READING PASSAGE:
This last week I had a graduate class, Improvement of Instruction through Doane "University." This class focuses on the 4MAT method which is the learning types and using whole brain instruction to teach to students.

Here is an example of the 4MAT process with regards to assessment:

In our class we had to make two lesson plans here are the two:

Subject: Math: Algebra 2
Concept: Character
Topic: Properties of Real Numbers
Length of Unit: 6 Days
Essential Question: How do you characterize properties of real numbers?

1R (Connect)
Objective: Students will connect to characteristics by completing the ‘Guess Who’ game.
Activity: Play ‘Guess Who’ with partners.  Then as a group play ‘Guess Who’ with the teacher.  Student’s will try to find the teacher’s character.  Each player starts the game with a worksheet that includes cartoon images of 24 people and their first names. Each player selects a character of their choice from the group containing the same 24 images. The object of the game is to be the first to determine which card one's opponent has selected.

1L (Attend)
Objective: Students will make meaning of characteristics by reflecting in their journal.
Activity: Students will journal how they found characteristics of the teacher’s character and/or their partner's character.  Students will also journal other characteristics of different characters in the “Guess Who” game. What made selecting different characteristics better than other characteristics?
Assessment: Teacher will check for understanding by analyzing the student’s journals.

2R (Image)
Objective: Students will see a relationship between numbers and having characteristics.
Activity: Students will be put into groups and given different numbers in an envelope.  Student’s will look at each number and put the number into a group.  They can put them in any type of group, but will have to defend their answer when talking about where they placed their number.
Assessment: Teacher will check will for student engagement through observation of student participation.

2L (Inform)
Objective: Students will acquire knowledge of properties of real numbers through lecture.

WRITTEN TASKS:
(a) According to the lesson-plan post, how long is the Algebra 2 unit on properties of real numbers?
(b) Rewrite part of the entries below as a numbered list, leaving out blank lines: begin at the line that contains "Locate the forest" and stop after the last line of the entries.

DATASET EXTRACT:
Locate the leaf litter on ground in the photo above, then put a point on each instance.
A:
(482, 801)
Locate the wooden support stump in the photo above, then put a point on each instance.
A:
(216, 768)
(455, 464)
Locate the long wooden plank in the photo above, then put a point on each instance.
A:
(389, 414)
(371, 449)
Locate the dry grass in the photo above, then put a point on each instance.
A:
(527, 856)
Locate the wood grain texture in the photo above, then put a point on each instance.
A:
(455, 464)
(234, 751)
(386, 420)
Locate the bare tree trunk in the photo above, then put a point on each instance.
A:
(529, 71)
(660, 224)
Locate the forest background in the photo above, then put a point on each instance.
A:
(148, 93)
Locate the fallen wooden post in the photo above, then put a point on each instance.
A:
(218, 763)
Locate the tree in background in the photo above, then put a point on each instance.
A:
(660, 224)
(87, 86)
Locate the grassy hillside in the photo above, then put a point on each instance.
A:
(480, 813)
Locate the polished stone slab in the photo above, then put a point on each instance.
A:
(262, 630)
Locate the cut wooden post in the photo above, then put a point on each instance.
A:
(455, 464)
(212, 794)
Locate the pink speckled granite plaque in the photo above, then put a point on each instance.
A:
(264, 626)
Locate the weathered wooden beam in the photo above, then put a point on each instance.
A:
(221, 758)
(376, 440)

PROBLEM SOLUTIONS:
(a) 6 days.

(b)
1. Locate the forest background in the photo above, then put a point on each instance.
2. A:
3. (148, 93)
4. Locate the fallen wooden post in the photo above, then put a point on each instance.
5. A:
6. (218, 763)
7. Locate the tree in background in the photo above, then put a point on each instance.
8. A:
9. (660, 224)
10. (87, 86)
11. Locate the grassy hillside in the photo above, then put a point on each instance.
12. A:
13. (480, 813)
14. Locate the polished stone slab in the photo above, then put a point on each instance.
15. A:
16. (262, 630)
17. Locate the cut wooden post in the photo above, then put a point on each instance.
18. A:
19. (455, 464)
20. (212, 794)
21. Locate the pink speckled granite plaque in the photo above, then put a point on each instance.
22. A:
23. (264, 626)
24. Locate the weathered wooden beam in the photo above, then put a point on each instance.
25. A:
26. (221, 758)
27. (376, 440)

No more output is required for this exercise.